Segmentation labeling entries:
-- Start --
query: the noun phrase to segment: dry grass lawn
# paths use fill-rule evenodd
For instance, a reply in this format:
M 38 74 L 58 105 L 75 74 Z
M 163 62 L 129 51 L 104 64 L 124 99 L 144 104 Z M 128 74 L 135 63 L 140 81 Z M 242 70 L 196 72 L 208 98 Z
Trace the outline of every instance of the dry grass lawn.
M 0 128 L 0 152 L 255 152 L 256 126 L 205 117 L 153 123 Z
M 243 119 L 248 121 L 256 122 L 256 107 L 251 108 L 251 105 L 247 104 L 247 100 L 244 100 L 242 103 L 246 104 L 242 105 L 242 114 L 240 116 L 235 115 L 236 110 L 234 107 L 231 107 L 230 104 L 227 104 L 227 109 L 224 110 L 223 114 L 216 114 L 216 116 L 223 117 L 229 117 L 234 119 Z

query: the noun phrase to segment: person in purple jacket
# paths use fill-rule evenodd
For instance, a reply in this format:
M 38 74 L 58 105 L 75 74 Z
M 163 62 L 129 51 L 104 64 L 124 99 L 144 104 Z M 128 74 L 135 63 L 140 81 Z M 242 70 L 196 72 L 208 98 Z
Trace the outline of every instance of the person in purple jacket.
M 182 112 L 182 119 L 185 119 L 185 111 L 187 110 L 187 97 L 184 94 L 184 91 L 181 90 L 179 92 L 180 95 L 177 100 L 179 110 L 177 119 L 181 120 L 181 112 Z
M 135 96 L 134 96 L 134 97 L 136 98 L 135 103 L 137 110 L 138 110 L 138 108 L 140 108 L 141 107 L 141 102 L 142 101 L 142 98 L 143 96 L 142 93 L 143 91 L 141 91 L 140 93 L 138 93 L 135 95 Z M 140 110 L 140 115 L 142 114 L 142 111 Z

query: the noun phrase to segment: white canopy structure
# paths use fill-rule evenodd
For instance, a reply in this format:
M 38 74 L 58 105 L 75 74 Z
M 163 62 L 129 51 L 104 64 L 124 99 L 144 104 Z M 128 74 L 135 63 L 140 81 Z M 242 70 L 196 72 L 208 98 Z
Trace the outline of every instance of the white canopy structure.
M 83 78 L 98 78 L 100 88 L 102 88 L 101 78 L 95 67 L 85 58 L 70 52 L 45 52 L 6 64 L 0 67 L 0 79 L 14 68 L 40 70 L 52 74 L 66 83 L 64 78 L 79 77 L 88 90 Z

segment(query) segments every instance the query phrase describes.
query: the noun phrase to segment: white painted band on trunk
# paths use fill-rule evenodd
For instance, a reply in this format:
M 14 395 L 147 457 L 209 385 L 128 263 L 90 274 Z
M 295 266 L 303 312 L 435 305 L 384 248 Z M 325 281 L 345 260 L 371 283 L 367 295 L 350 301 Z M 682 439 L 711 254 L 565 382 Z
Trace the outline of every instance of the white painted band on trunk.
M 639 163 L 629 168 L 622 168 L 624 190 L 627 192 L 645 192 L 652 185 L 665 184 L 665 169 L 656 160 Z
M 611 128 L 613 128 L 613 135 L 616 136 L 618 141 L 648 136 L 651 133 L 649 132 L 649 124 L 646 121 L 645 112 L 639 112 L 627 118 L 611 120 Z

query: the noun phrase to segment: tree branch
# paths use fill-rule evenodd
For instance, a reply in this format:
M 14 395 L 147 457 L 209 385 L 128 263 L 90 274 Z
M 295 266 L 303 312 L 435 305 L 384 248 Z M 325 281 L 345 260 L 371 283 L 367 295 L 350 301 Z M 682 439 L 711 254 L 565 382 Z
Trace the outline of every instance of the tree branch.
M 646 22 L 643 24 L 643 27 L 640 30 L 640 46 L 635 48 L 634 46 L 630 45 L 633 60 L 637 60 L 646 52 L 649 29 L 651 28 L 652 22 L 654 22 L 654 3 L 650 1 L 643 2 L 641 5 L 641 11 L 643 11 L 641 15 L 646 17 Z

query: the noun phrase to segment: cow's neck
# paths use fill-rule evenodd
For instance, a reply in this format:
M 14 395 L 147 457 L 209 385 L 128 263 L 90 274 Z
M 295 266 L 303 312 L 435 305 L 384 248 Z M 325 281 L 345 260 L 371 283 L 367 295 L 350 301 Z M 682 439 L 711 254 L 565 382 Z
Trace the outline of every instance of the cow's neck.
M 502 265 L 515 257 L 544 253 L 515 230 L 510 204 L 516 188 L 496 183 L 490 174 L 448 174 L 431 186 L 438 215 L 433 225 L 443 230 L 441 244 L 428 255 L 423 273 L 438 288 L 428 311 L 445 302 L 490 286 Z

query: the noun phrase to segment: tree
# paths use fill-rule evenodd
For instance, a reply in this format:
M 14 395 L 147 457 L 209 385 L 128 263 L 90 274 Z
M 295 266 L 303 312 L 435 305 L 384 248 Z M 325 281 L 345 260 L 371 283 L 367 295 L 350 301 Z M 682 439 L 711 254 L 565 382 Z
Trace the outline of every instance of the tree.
-- End --
-- Start --
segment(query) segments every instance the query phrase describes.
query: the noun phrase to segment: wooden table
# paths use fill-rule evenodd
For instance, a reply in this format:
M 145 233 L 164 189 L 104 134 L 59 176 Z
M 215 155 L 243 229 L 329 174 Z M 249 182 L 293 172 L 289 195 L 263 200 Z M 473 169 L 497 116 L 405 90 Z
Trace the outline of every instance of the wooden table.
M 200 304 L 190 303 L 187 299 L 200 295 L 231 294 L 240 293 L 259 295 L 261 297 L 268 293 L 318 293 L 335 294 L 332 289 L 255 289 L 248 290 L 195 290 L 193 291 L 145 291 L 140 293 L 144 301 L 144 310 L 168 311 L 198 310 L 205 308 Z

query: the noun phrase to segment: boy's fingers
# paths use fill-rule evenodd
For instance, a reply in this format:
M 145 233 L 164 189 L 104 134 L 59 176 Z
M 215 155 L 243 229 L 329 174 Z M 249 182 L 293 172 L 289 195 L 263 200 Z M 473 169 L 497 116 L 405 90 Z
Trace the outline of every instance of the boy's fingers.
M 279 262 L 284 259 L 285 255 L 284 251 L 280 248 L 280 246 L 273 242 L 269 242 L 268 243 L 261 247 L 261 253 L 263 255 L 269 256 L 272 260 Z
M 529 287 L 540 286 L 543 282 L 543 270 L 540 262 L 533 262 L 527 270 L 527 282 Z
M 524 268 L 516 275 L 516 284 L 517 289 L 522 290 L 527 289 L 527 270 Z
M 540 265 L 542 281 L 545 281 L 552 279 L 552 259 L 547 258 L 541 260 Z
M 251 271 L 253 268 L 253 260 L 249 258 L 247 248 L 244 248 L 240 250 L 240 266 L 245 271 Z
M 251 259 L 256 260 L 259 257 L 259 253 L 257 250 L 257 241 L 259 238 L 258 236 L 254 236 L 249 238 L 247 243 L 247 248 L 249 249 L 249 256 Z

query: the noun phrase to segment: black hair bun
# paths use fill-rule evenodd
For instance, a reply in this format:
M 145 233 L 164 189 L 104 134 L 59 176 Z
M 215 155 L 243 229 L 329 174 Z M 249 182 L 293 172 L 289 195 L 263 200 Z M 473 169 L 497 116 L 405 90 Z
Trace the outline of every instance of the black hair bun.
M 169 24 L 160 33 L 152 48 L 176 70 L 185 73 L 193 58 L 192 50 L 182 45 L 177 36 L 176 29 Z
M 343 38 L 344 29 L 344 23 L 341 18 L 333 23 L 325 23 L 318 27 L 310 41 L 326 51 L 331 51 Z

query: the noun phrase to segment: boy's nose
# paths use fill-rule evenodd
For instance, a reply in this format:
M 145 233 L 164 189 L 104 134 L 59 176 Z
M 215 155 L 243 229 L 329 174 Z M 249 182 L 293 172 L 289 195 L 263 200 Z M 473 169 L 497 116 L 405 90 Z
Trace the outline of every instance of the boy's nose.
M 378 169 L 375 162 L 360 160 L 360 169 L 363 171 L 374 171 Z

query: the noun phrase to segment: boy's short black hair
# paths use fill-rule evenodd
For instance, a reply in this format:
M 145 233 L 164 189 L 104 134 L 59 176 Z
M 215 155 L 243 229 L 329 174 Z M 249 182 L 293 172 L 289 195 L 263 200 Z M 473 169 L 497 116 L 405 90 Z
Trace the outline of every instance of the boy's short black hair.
-- End --
-- Start --
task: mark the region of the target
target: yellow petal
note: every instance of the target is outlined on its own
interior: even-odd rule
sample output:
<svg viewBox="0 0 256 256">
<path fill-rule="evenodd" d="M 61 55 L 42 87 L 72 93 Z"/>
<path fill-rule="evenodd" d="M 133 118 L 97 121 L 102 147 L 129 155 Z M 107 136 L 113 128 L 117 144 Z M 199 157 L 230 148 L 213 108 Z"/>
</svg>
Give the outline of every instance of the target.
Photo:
-- End --
Rewrite the lines from the line with "query: the noun phrase to segment: boy's short" to the line with "Trace the outline of every instance of the boy's short", switching "short black hair" to "curly red hair" and leaving everything else unchanged.

query: the noun phrase to segment: boy's curly red hair
# paths use fill-rule evenodd
For instance, a reply in this format:
M 145 233 L 164 189 L 104 134 L 59 176 Z
M 215 155 L 243 229 L 329 174 Z M 249 182 L 293 172 L 289 195 L 263 200 Z M 473 169 L 497 116 L 405 90 Z
Trace the outline of every instance of the boy's curly red hair.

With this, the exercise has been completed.